• WHAT THE EXERCISE ASKS: Copy out the material from the line containing "Mark each hair" through the end of the material, both ends included, reproducing each line unchanged.

** Start of RECORDS SHOWN **

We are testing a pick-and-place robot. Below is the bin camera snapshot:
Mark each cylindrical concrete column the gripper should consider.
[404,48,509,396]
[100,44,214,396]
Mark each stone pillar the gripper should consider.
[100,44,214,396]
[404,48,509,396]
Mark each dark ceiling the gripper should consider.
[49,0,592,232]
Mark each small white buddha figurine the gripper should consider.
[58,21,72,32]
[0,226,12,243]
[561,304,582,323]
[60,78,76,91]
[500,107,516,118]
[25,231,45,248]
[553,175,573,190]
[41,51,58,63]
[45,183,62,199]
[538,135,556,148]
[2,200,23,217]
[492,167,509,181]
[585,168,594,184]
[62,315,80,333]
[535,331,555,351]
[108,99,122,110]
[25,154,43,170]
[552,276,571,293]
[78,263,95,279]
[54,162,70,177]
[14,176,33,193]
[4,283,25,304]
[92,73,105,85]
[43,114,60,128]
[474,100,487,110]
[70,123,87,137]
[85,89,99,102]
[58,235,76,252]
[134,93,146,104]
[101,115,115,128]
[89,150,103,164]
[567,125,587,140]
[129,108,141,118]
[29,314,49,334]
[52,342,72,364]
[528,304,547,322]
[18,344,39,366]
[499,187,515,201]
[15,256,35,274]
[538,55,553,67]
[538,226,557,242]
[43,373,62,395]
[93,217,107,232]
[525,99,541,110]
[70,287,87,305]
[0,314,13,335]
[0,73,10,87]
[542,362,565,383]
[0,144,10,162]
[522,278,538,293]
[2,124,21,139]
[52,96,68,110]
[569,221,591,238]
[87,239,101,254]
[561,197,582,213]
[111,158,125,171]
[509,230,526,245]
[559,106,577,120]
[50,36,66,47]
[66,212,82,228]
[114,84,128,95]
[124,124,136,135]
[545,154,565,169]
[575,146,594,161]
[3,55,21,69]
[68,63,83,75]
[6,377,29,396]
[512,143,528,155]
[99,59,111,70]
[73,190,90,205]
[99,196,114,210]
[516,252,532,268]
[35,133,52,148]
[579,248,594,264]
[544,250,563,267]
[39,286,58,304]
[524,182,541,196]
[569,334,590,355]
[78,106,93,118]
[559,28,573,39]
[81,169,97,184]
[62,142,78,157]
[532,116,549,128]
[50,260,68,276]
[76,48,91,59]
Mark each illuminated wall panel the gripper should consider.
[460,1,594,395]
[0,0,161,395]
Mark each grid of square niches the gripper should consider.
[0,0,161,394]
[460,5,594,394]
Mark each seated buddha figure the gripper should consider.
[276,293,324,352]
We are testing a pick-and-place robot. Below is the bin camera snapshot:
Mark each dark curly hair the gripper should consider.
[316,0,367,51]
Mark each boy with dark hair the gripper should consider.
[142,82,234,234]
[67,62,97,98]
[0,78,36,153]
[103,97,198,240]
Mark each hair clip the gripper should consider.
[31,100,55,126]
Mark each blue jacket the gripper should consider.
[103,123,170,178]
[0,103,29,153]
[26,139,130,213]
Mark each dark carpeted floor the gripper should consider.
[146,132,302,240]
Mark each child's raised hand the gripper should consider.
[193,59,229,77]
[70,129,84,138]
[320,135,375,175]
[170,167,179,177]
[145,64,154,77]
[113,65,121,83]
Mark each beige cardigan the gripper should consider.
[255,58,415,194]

** End of RECORDS SHOWN **

• FINISHED ANSWER:
Mark each hair clip the gripper should consider.
[31,100,55,126]
Mark each blue jacket the gripper should consider.
[103,123,170,178]
[0,103,29,153]
[26,139,130,213]
Mark each dark carpeted floor the gripper should consider.
[146,132,302,240]
Mark each child's raised hand the gripper should consider.
[193,59,229,77]
[70,129,84,138]
[320,135,375,175]
[170,167,179,177]
[145,64,154,77]
[113,65,121,83]
Mark each beige cardigan the gripper should consider.
[255,58,415,194]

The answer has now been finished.